───── Exercise material
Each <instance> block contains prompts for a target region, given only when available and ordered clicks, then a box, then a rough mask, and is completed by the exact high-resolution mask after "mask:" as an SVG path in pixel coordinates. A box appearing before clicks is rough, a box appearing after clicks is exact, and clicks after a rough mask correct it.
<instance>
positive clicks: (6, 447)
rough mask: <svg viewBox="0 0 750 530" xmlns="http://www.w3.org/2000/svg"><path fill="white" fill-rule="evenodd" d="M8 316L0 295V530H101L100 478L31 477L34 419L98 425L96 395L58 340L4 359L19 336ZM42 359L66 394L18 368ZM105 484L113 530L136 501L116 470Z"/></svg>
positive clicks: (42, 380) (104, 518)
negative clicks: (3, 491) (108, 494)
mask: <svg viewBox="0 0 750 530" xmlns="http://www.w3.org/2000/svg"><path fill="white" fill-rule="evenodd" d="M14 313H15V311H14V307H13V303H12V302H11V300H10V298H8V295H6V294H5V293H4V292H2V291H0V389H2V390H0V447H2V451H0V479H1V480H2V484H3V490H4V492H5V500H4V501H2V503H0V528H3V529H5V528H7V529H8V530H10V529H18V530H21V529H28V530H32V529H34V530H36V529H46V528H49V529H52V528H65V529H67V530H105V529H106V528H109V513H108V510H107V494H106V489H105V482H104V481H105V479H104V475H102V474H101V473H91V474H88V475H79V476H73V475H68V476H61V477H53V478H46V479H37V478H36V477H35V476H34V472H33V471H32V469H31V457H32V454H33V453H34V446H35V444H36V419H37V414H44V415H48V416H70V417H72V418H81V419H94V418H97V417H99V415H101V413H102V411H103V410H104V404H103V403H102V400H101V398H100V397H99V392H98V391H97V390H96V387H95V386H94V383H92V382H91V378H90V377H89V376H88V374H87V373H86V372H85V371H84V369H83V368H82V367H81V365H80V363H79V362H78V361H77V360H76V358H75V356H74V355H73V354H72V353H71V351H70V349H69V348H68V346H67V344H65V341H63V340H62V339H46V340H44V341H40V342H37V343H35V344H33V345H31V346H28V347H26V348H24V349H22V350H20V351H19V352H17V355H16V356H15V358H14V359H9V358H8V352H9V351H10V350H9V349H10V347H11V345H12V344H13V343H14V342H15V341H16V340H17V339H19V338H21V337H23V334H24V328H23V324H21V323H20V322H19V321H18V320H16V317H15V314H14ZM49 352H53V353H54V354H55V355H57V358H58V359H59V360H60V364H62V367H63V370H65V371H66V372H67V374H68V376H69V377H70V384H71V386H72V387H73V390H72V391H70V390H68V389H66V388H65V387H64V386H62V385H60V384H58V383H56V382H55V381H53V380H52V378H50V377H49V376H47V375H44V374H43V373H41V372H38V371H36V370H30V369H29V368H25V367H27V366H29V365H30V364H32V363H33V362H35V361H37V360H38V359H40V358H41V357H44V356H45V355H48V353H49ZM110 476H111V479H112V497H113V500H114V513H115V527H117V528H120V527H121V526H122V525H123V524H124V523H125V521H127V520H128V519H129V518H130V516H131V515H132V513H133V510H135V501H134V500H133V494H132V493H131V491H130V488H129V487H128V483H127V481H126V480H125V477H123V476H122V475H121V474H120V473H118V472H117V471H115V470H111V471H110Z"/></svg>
──────────
- [Aim of the exercise]
Search the entries for the word "positive" and copy every line that has it.

- [Exercise answer]
positive clicks: (6, 447)
positive clicks: (42, 380) (104, 518)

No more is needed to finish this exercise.